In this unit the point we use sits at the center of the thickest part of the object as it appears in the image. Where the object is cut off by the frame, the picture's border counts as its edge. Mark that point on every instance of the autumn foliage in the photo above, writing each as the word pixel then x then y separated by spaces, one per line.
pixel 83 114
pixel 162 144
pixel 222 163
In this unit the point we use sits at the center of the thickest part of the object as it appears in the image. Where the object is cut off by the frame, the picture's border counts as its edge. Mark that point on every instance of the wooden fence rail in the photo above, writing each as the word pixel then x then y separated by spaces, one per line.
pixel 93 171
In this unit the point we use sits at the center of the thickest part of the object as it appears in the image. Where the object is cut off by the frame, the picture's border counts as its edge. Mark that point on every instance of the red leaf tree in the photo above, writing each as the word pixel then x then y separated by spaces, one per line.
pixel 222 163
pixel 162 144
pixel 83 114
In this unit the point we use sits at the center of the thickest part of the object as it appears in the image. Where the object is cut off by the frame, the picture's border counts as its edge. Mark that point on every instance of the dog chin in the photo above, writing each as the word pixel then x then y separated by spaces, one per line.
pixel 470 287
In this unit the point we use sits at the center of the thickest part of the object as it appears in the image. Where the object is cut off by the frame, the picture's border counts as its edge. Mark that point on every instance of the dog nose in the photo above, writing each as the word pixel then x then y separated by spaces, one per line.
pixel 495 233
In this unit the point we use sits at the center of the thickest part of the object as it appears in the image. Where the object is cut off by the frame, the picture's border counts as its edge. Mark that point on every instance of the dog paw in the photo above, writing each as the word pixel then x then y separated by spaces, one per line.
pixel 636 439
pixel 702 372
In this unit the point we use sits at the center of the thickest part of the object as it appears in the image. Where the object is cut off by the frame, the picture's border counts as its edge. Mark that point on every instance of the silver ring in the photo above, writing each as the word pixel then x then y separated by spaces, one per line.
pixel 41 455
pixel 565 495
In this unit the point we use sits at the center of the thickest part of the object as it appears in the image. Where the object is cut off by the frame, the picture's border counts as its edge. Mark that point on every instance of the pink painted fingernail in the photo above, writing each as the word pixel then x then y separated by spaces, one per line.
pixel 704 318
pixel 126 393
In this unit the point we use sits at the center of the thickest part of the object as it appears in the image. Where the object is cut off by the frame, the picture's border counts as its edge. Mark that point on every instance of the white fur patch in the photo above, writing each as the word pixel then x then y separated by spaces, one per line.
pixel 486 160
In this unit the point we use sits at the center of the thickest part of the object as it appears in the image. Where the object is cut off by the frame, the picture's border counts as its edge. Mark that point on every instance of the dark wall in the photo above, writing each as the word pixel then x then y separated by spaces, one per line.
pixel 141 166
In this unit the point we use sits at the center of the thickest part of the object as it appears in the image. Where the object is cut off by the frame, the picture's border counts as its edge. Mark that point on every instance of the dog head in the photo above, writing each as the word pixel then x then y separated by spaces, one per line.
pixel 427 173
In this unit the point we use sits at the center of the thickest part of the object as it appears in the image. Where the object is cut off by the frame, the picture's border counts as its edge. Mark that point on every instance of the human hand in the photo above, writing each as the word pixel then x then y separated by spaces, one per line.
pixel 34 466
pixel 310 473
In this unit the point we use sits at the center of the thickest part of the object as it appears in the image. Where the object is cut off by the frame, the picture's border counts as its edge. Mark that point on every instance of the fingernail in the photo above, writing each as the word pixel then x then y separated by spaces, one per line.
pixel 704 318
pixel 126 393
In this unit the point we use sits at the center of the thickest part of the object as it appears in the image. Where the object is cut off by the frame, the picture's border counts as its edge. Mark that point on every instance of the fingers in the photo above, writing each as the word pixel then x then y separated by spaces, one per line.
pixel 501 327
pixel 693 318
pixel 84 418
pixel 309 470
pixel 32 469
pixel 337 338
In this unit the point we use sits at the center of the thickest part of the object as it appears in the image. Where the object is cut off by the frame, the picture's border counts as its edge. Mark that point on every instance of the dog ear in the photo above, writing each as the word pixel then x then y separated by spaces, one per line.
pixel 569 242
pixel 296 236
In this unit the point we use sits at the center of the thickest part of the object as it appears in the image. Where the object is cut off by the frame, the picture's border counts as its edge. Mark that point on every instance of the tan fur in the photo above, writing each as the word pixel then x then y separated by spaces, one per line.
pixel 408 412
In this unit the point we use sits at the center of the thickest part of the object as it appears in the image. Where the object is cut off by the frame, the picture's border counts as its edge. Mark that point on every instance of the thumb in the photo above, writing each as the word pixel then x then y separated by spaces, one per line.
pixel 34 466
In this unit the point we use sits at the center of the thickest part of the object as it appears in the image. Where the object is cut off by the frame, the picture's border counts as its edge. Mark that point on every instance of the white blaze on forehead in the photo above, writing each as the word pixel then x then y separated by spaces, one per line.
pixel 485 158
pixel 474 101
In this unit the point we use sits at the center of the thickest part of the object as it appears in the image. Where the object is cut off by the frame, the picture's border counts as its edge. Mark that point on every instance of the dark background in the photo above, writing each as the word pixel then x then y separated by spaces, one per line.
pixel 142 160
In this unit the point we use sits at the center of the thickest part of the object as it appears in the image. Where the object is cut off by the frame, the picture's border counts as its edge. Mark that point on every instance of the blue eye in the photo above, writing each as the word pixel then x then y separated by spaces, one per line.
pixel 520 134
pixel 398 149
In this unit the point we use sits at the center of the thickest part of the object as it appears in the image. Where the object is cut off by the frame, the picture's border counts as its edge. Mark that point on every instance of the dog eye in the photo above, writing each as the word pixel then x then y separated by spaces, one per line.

## What to work on
Repeat the material above exactly.

## Output of the exercise
In this unit the point we use sits at the center of the thickest part of the object as it appears in the image. Where the object is cut off by the frame, the picture's border counts as its edge. Mark that point on every instance of the autumn foliage in the photo above, writing each as the word pixel then x then y separated by spaces, one per line.
pixel 83 114
pixel 162 144
pixel 222 163
In this unit the point we use sits at the center of the thickest part of the object as it appears in the image. Where the object is cut off by the frame, the picture's border counts as its edge. Mark that point on every instance of the wooden fence rail in the photo above, writing each as the word pixel then x then y separated by spaces, one per line.
pixel 93 171
In this unit the point we use sits at the center of the thickest part of the object as it appears in the image. Where the object is cut off by the frame, the picture's border counts as its edge. Mark that point on every instance of the red leaf tree in the photo above, writing each as the word pixel then x then y separated by spaces, one per line.
pixel 222 163
pixel 162 144
pixel 83 114
In this unit the point we use sits at the center of the thickest part of the object as it appears in the image. Where the object is cut off by the frame, the picture's border counts as its edge. Mark that point on every instance of the dog chin in the photo above, writing each as the word pixel then x then y separated by spaces, one per line.
pixel 470 287
In this unit the point we use sits at the center of the thickest part of the object as it appears in the image. Where the object is cut off by the frame, the picture's border counts as its edge. Mark that point on every instance of the dog nose in the photo above, writing each as the word pixel then x then y separated by spaces, one per line.
pixel 495 233
In this unit the point we use sits at the center of the thickest part of the object as it appears in the image. Where the object is cut off by the frame, the picture's border counts as its edge. Mark that point on every instance of the dog paw in the photo above, writing each as the word pixel then x then y separated by spaces, one per line.
pixel 636 439
pixel 702 372
In this unit the point we use sits at the center of the thickest part of the object as it appears in the image. Where the object is cut off by the frame, the picture's border counts as its edge. Mark that point on every instance of the silver ring in the photo above, writing each as the word pixel then x then y separated by spaces, one per line.
pixel 41 455
pixel 565 495
In this unit the point we use sits at the center of the thickest part of the object as it appears in the image. Where the object is cut off by the frame, the picture's border counts as its edge. Mark that point on every instance of the pink painted fingernail in the photo above, writing each as the word pixel then x then y separated by spaces, one per line.
pixel 704 318
pixel 126 393
In this unit the point we use sits at the center of the thickest part of the object as it appears in the image. Where the object is cut off by the frame, the picture's border counts as its edge. Mark that point on every instance of the white fur patch in the photo above, writing each as the word pixel then x then y separated by spaces, one per line.
pixel 486 160
In this unit the point we use sits at the center of the thickest part of the object as it appears in the image. Where the object is cut off by the frame, the picture's border counts as its edge. Mark that point on every instance of the dark wall in the photo above, writing each as the word pixel then x then y separated by spaces, one per line.
pixel 141 166
In this unit the point we use sits at the center of the thickest part of the object as it appears in the image. Where the object is cut off by the frame, the picture's border counts as its edge. Mark that point on every instance of the dog head in the photo above, writing each as the word pixel then x then y separated by spaces, one per line.
pixel 427 173
In this unit the point we use sits at the center of the thickest part of the object as it appears in the image. Where the object is cut off by the frame, the picture's border counts as its edge. Mark that point on every instance of the human hand in the photo above, writing each as the word pixel then x then y separated by spaces, one per line.
pixel 34 466
pixel 310 473
In this unit the point we use sits at the center of the thickest part of the object as it appears in the image. Where the object is cut off by the frame, the picture's border counts as its edge. Mark that point on every instance of the fingernail in the photo above, writing each as the word pixel then x then y separated by spaces, one per line.
pixel 704 318
pixel 126 393
In this unit the point we use sits at the center of the thickest part of the object as it appears in the image. Where the object is cut off by the frame, the picture's border counts as its edge. Mark that point on every instance of the fingers in the photo above, writing each as the word pixel then x then y separated by spaces, one per line.
pixel 501 327
pixel 693 318
pixel 84 418
pixel 309 470
pixel 32 469
pixel 337 338
In this unit the point we use sits at the center of the thickest part of the object as it appears in the image. Where the object is cut off by the frame, the picture's border counts as its edge. Mark that point on every instance of the dog ear in the photo above, writing each as the word pixel then x then y separated by spaces, one per line.
pixel 569 242
pixel 296 236
In this unit the point we use sits at the center of the thickest part of the object as it appears in the image. Where the object is cut off by the frame, the picture's border counts as its edge. Mark that point on every instance of the tan fur in the photo above, writing each as the word pixel then x then y separated by spaces, one per line.
pixel 408 412
In this unit the point we use sits at the center of the thickest part of the object as it appears in the image. Where the object is cut off by the frame, the picture's border counts as its edge. Mark that point on every instance of the thumb in the photo above, writing each as the word pixel then x then y separated by spaces, one per line.
pixel 34 466
In this unit the point we use sits at the center of the thickest part of the object as it appears in the image. Where the object is cut off by the frame, the picture's border counts as its edge. Mark that point on every instance of the white blaze on forehead in the photo above, writing each as the word pixel then x then y separated by spaces, one per line.
pixel 485 158
pixel 474 101
In this unit the point we use sits at the center of the thickest part of the object as it appears in the image. Where the object is cut off by the frame, the picture's border counts as its edge. Mark that point on every instance of the dark background in the photo above, writing each as the word pixel then x then y separated by spaces, one per line.
pixel 142 160
In this unit the point we use sits at the center of the thickest part of the object as it appears in the image. Where the object is cut off by the frame, the picture's border counts as its edge. Mark that point on every instance of the blue eye in the photo above, writing each as the word pixel then x then y separated by spaces, one per line.
pixel 520 134
pixel 398 149
In this unit the point we use sits at the center of the thickest part of the object as it appears in the image. Where the object is cut off by the frame, the picture's border counts as its edge. Mark that point on every instance of the dog eye in the photo above, writing each as the word pixel then x then y separated by spaces, one per line.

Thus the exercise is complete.